## What to work on:
Extract the full set of records that follows, word for word.

## Records for this task:
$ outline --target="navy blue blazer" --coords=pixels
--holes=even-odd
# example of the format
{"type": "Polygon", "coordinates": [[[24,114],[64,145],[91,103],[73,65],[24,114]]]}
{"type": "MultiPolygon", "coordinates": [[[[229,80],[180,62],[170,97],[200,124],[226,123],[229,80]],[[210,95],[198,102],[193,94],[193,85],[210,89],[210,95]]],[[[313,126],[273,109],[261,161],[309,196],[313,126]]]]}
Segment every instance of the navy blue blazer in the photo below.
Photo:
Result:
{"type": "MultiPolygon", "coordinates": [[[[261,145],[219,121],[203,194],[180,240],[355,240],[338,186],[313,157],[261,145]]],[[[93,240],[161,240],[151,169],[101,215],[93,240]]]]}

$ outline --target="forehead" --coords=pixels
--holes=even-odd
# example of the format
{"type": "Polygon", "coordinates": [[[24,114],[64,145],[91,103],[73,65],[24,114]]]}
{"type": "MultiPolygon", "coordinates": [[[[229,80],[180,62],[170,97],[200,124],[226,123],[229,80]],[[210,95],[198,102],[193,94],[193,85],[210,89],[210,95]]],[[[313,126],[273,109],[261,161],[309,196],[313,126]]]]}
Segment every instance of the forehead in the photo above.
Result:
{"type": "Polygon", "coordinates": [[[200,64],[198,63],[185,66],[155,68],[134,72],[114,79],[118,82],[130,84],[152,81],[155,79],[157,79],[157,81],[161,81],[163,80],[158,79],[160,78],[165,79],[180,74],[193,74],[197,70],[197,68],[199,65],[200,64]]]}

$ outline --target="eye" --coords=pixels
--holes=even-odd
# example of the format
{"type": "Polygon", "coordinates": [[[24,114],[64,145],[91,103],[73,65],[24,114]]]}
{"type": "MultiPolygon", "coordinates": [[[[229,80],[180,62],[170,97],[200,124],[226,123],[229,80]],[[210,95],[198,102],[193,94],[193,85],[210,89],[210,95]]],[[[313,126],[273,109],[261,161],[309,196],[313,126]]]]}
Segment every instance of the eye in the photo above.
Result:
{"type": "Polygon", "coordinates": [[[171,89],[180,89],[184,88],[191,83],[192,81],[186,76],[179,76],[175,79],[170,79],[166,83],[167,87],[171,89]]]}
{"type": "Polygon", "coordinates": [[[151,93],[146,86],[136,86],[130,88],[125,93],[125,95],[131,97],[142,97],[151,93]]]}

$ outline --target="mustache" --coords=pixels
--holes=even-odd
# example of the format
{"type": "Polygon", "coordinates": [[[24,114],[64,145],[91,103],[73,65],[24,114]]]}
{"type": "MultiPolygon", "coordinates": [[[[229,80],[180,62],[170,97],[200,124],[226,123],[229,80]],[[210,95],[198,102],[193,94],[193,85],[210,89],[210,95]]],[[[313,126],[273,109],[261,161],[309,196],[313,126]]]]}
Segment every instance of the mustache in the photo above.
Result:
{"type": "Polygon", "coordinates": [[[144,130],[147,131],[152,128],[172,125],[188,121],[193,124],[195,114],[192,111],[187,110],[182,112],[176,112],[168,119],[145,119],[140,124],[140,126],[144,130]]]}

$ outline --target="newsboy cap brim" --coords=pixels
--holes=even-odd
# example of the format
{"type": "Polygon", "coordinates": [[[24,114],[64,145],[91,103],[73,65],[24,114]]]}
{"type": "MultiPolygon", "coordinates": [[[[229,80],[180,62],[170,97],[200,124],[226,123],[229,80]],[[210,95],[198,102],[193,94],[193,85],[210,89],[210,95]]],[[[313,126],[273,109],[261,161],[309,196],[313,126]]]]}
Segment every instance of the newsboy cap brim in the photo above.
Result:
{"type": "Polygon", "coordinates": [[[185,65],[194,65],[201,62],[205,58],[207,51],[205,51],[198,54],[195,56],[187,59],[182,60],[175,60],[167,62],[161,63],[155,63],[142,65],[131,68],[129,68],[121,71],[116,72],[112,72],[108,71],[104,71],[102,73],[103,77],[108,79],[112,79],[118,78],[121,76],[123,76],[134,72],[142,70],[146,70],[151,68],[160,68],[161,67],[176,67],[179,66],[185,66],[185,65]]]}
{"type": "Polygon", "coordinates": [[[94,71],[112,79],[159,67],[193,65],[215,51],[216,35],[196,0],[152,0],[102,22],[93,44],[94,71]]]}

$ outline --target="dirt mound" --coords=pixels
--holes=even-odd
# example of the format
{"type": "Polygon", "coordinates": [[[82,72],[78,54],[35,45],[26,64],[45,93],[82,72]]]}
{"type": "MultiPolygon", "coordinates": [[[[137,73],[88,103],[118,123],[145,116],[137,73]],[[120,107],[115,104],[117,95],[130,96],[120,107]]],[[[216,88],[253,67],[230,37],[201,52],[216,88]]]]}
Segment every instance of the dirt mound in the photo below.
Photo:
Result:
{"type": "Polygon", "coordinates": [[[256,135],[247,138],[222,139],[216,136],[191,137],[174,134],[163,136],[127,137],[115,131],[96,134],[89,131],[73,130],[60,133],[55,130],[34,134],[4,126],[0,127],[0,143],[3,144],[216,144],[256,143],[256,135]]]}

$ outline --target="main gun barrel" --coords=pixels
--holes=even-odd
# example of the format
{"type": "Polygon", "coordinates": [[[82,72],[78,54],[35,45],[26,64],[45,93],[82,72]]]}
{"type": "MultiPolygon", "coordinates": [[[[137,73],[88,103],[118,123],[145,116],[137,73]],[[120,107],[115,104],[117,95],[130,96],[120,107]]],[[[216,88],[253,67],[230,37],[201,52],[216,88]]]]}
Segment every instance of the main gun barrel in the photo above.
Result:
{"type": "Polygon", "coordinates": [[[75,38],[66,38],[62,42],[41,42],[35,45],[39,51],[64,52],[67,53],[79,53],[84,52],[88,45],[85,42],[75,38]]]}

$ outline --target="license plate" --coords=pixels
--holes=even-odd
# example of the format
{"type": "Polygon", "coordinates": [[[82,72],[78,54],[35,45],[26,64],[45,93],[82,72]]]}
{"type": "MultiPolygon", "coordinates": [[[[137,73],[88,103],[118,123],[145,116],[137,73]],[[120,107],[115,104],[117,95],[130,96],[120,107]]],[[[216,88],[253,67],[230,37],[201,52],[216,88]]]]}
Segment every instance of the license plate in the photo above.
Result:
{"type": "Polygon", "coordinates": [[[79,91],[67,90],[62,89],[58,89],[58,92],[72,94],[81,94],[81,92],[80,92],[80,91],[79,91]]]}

## Exercise solution:
$ outline --target="navy blue blazer" --coords=pixels
--holes=even-odd
# example of the format
{"type": "Polygon", "coordinates": [[[24,114],[64,145],[91,103],[73,65],[24,114]]]}
{"type": "MultiPolygon", "coordinates": [[[[229,80],[180,62],[170,97],[200,124],[226,123],[229,80]],[[210,95],[198,102],[193,94],[193,85],[210,89],[210,95]]],[[[313,126],[273,109],[261,161],[309,196],[313,126]]]]}
Segment every instance of the navy blue blazer in the photo below.
Photo:
Result:
{"type": "MultiPolygon", "coordinates": [[[[261,145],[219,121],[203,194],[180,240],[355,240],[338,186],[313,157],[261,145]]],[[[93,240],[161,240],[151,169],[101,215],[93,240]]]]}

$ outline --target="forehead" --coords=pixels
--holes=even-odd
# example of the format
{"type": "Polygon", "coordinates": [[[24,114],[64,145],[91,103],[73,65],[24,114]]]}
{"type": "MultiPolygon", "coordinates": [[[[229,80],[180,62],[170,97],[200,124],[226,123],[229,80]],[[210,95],[198,102],[193,94],[193,85],[210,89],[210,95]]],[[[313,126],[273,109],[261,161],[309,196],[313,126]]]]}
Segment every instance of the forehead in the photo above.
Result:
{"type": "Polygon", "coordinates": [[[200,64],[198,63],[185,66],[155,68],[134,72],[114,79],[118,82],[130,84],[152,81],[155,79],[157,79],[157,81],[161,81],[163,80],[158,79],[160,78],[165,79],[180,74],[193,74],[197,70],[197,68],[199,65],[200,64]]]}

$ outline --target="eye" --coords=pixels
--holes=even-odd
# example of the format
{"type": "Polygon", "coordinates": [[[24,114],[64,145],[91,103],[73,65],[24,114]]]}
{"type": "MultiPolygon", "coordinates": [[[[229,80],[180,62],[170,97],[200,124],[226,123],[229,80]],[[210,95],[198,102],[193,94],[193,85],[210,89],[210,95]]],[[[313,126],[273,109],[261,161],[309,196],[313,126]]]]}
Segment every instance of the eye in the photo above.
Result:
{"type": "Polygon", "coordinates": [[[171,89],[180,89],[184,88],[191,83],[192,81],[186,76],[179,76],[175,79],[170,79],[166,83],[167,87],[171,89]]]}
{"type": "Polygon", "coordinates": [[[151,93],[146,86],[136,86],[130,88],[125,93],[125,95],[131,97],[142,97],[151,93]]]}

$ outline --target="mustache" --coords=pixels
--holes=even-odd
# example of the format
{"type": "Polygon", "coordinates": [[[24,114],[64,145],[91,103],[73,65],[24,114]]]}
{"type": "MultiPolygon", "coordinates": [[[[229,80],[180,62],[170,97],[200,124],[226,123],[229,80]],[[210,95],[198,102],[193,94],[193,85],[210,89],[210,95]]],[[[313,126],[273,109],[261,161],[309,196],[313,126]]]]}
Segment every instance of the mustache in the photo above.
Result:
{"type": "Polygon", "coordinates": [[[144,130],[147,131],[152,128],[172,125],[188,121],[193,124],[195,114],[192,111],[187,110],[182,112],[176,112],[168,119],[145,119],[140,124],[140,126],[144,130]]]}

$ outline --target="newsboy cap brim" --coords=pixels
--holes=even-odd
# example of the format
{"type": "Polygon", "coordinates": [[[24,114],[64,145],[91,103],[73,65],[24,114]]]}
{"type": "MultiPolygon", "coordinates": [[[[229,80],[180,62],[170,97],[200,124],[226,123],[229,80]],[[210,95],[198,102],[193,94],[193,85],[210,89],[210,95]]],[[[313,126],[273,109],[261,161],[309,196],[313,126]]]]}
Segment every instance of the newsboy cap brim in the photo above.
Result:
{"type": "Polygon", "coordinates": [[[185,65],[194,65],[201,62],[205,58],[207,51],[205,51],[198,54],[195,56],[187,59],[182,60],[175,60],[167,62],[161,63],[155,63],[142,65],[131,68],[129,68],[121,71],[116,72],[112,72],[108,71],[104,71],[102,73],[103,77],[108,79],[112,79],[118,78],[121,76],[123,76],[134,72],[142,70],[146,70],[151,68],[160,68],[161,67],[176,67],[179,66],[185,66],[185,65]]]}
{"type": "Polygon", "coordinates": [[[94,71],[112,79],[159,67],[193,65],[215,51],[216,35],[196,0],[152,0],[102,22],[93,44],[94,71]]]}

$ outline --target="dirt mound" --coords=pixels
--holes=even-odd
# example of the format
{"type": "Polygon", "coordinates": [[[82,72],[78,54],[35,45],[26,64],[45,93],[82,72]]]}
{"type": "MultiPolygon", "coordinates": [[[[137,73],[88,103],[118,123],[145,116],[137,73]],[[120,107],[115,104],[117,95],[130,96],[120,107]]],[[[216,88],[253,67],[230,37],[201,52],[216,88]]]]}
Segment every instance of the dirt mound in the photo below.
Photo:
Result:
{"type": "Polygon", "coordinates": [[[256,135],[247,138],[222,139],[216,136],[191,137],[174,134],[163,136],[127,137],[115,131],[96,134],[89,131],[73,130],[60,133],[55,130],[34,134],[4,126],[0,127],[0,143],[3,144],[216,144],[256,143],[256,135]]]}

$ outline --target="main gun barrel" --coords=pixels
--holes=even-odd
# example of the format
{"type": "Polygon", "coordinates": [[[82,72],[78,54],[35,45],[26,64],[45,93],[82,72]]]}
{"type": "MultiPolygon", "coordinates": [[[[137,73],[88,103],[118,123],[145,116],[137,73]],[[120,107],[115,104],[117,95],[130,96],[120,107]]],[[[216,88],[253,67],[230,37],[201,52],[216,88]]]]}
Segment every instance of the main gun barrel in the photo above.
Result:
{"type": "Polygon", "coordinates": [[[75,38],[66,38],[62,42],[41,42],[35,45],[39,51],[64,52],[67,53],[79,53],[84,52],[88,45],[85,42],[75,38]]]}

$ outline --target="license plate" --coords=pixels
--holes=even-odd
# example of the format
{"type": "Polygon", "coordinates": [[[82,72],[78,54],[35,45],[26,64],[45,93],[82,72]]]}
{"type": "MultiPolygon", "coordinates": [[[[137,73],[88,103],[118,123],[145,116],[137,73]],[[120,107],[115,104],[117,95],[130,96],[120,107]]],[[[216,88],[253,67],[230,37],[201,52],[216,88]]]]}
Segment every instance of the license plate in the photo above.
Result:
{"type": "Polygon", "coordinates": [[[79,91],[67,90],[62,89],[58,89],[58,92],[72,94],[81,94],[81,92],[80,92],[80,91],[79,91]]]}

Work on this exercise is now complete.